Question A: D'après l'extrait, qui commandera les grenadiers à cheval de la Garde ?

Nymphenburg, 21 octobre 1809

A l’impératrice Joséphine, à La Malmaison

Je suis ici depuis hier, bien portant. Je ne partirai pas encore demain. Je m'arrêterai un jour à Stuttgart. Tu seras prévenue vingt-quatre heures d'avance de mon arrivée à Fontainebleau. Je me fais une fête de te revoir, et j'attends ce moment avec impatience. Je t'embrasse. Tout à toi.


Munich, 22 octobre 1809

Au prince Cambacérès, archi-chancelier de l’empire, à Paris

Mon Cousin, je serai le 26 ou 27 à Fontainebleau. Aussitôt que vous saurez que j'y suis arrivé, venez et engagez les ministres à y venir arec leurs portefeuilles. Les grands dignitaires peuvent également y venir.

Je désirc que vous parliez au ministre des finances pour que Lavallette fasse mettre une grande quantité de chevaux sur la route de Fontainebleau. Je suis fort désireux de vous voir. J'ai attendu à Munich que les ratifications fussent échangées. Champagny m'apprend qu'elles l'ont été le 19, à onze heures du soir. Je ne perdrai donc plus que quelques douzaines d'heures à Stuttgart et dans les résidences qui sont sur ma route.


Munich, 22 octobre 1809, six heures du matin

Au prince de Neuchâtel et de Wagram, major général de l’armée d’Allemagne, à Schönbrunn

Mon Cousin, une lettre de Champagny du 19, à onze heures du soir,  m'instruit de l'échange des ratifications. Je pars, et je serai à Fontainebleau le 27. Vous aurez fait partir ma Garde le 20, pour continuer sa route. Mon intention est qu'elle séjourne un on deux jours à Linz, à Steyer, à Wels; après quoi vous la ferez continuer sa route sur Passau et sur Braunau. Si, lorsqu'elle sera arrivée dans ces deux villes, vous n'aviez pas reçu mes ordres, vous la ferez filer dans la direction de Strasbourg. Cependant vous êtes toujours le maître de l'arrêter, si les circonstances changeaient. Faites connaître aux généraux Walther, Lepic, Saint-Sulpice, Guyot, Dorsenne, Curial, et à un des deux généraux de brigade majors des chasseurs et des grenadiers à pied, qu'ils sont autorisés à se rendre en toute diligence à Paris. La Garde sera commandée, savoir: les grenadiers à cheval, par major Chastel; les chasseurs et les dragons, par un major ; les autres régiments de grenadiers à pied et les chasseurs à pied par un des majors généraux de brigade.

Le 1er bataillon provisoire des équipages militaires, chargé de 180,000 paires de souliers, a eu ordre de partir de Vienne pour Linz; il séjournera là le nombre de jours nécessaire pour se réparer, et il continuera sa route sur Strasbourg. Je suppose que le régiment de Nassau part de Vienne pour Passau.


Fontainebleau, 26 octobre 1809

Au prince de Neuchâtel et de Wagram, major général de l’armée d’Allemagne, à Schönbrunn

Mon Cousin, j'arrive à Fontainebleau aujourd'hui à dix heures du matin. Je n'ai encore vu personne. Je n'ai point de nouvelles de vous depuis votre lettre du 20, par laquelle vous m'annonciez l'échange des ratifications. Le temps est ici superbe.

Matériel de l'exercice:
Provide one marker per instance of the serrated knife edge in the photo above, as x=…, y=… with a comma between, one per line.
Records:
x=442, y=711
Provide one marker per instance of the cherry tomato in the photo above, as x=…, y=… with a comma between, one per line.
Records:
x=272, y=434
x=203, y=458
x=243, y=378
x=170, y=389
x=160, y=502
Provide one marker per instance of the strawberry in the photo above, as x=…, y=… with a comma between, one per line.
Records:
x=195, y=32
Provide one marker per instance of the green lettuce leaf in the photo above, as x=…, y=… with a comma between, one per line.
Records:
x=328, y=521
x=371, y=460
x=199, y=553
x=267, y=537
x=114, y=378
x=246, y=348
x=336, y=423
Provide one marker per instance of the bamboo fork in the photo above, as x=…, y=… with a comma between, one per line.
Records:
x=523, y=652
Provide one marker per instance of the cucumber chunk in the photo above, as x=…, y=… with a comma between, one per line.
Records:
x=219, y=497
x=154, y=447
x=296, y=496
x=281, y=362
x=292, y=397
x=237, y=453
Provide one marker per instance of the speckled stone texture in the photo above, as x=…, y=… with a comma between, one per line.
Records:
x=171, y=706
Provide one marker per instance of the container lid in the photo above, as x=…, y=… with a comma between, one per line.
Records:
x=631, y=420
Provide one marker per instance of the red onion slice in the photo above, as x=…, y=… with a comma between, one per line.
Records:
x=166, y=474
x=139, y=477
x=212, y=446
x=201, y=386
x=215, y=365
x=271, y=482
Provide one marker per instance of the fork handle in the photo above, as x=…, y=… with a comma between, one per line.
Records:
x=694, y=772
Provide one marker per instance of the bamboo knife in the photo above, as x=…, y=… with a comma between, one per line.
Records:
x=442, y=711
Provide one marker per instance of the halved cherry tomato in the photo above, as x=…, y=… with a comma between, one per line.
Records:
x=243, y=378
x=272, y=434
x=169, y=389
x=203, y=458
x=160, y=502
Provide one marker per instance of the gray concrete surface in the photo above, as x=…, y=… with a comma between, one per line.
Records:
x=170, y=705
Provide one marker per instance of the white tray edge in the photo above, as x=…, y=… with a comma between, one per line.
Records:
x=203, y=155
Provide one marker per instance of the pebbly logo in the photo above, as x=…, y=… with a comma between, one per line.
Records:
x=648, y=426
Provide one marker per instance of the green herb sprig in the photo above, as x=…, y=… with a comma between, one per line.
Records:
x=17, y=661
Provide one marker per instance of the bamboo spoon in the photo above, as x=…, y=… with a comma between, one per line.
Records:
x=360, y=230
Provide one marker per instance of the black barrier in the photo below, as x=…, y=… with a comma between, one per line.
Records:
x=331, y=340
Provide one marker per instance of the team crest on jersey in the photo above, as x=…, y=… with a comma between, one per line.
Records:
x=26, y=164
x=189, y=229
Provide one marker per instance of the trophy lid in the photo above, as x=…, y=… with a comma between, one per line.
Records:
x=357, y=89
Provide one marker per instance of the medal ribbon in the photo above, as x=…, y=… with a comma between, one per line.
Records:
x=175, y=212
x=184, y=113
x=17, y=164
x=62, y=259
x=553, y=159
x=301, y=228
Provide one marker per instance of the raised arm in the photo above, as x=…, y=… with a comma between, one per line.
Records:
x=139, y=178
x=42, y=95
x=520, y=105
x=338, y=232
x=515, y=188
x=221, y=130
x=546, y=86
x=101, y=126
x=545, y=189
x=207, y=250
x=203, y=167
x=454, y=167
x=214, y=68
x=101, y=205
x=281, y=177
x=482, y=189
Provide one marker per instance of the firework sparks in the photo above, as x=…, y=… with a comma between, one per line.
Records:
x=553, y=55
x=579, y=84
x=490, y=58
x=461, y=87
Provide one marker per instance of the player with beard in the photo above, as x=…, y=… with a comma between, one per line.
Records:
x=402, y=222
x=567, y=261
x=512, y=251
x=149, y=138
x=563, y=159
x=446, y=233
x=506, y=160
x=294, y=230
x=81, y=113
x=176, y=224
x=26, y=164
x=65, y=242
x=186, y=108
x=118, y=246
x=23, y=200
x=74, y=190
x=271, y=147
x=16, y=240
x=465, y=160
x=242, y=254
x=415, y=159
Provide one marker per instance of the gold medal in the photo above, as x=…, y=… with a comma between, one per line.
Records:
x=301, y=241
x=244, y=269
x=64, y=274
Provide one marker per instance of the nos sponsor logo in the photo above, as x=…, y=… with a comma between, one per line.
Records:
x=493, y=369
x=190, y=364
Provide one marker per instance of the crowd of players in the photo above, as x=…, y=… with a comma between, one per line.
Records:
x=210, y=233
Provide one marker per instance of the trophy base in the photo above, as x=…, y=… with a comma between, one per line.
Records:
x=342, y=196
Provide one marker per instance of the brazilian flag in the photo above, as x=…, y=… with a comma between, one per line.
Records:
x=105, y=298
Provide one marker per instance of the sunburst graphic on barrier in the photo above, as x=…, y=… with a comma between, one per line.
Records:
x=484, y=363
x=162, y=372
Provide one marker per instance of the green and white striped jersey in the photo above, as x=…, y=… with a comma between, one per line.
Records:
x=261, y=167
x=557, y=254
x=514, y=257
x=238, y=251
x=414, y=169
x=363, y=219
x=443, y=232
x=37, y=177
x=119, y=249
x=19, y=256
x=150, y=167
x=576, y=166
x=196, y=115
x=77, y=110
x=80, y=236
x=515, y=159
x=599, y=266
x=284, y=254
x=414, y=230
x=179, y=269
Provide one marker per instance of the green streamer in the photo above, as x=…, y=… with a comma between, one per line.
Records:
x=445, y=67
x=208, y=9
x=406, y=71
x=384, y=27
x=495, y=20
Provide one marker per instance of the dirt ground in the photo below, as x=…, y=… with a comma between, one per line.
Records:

Question B: Reproduisez sous forme de liste JSON de chaînes les lignes du listing situées entre celle qui contient « Provide one marker per instance of the cherry » et celle qui contient « x=336, y=423 », toutes deux comprises. Mettez une chaîne par ligne et omettez les lignes vides.

Bonne réponse A: Le major Chastel.

Bonne réponse B:
[
  "Provide one marker per instance of the cherry tomato in the photo above, as x=…, y=… with a comma between, one per line.",
  "Records:",
  "x=272, y=434",
  "x=203, y=458",
  "x=243, y=378",
  "x=170, y=389",
  "x=160, y=502",
  "Provide one marker per instance of the strawberry in the photo above, as x=…, y=… with a comma between, one per line.",
  "Records:",
  "x=195, y=32",
  "Provide one marker per instance of the green lettuce leaf in the photo above, as x=…, y=… with a comma between, one per line.",
  "Records:",
  "x=328, y=521",
  "x=371, y=460",
  "x=199, y=553",
  "x=267, y=537",
  "x=114, y=378",
  "x=246, y=348",
  "x=336, y=423"
]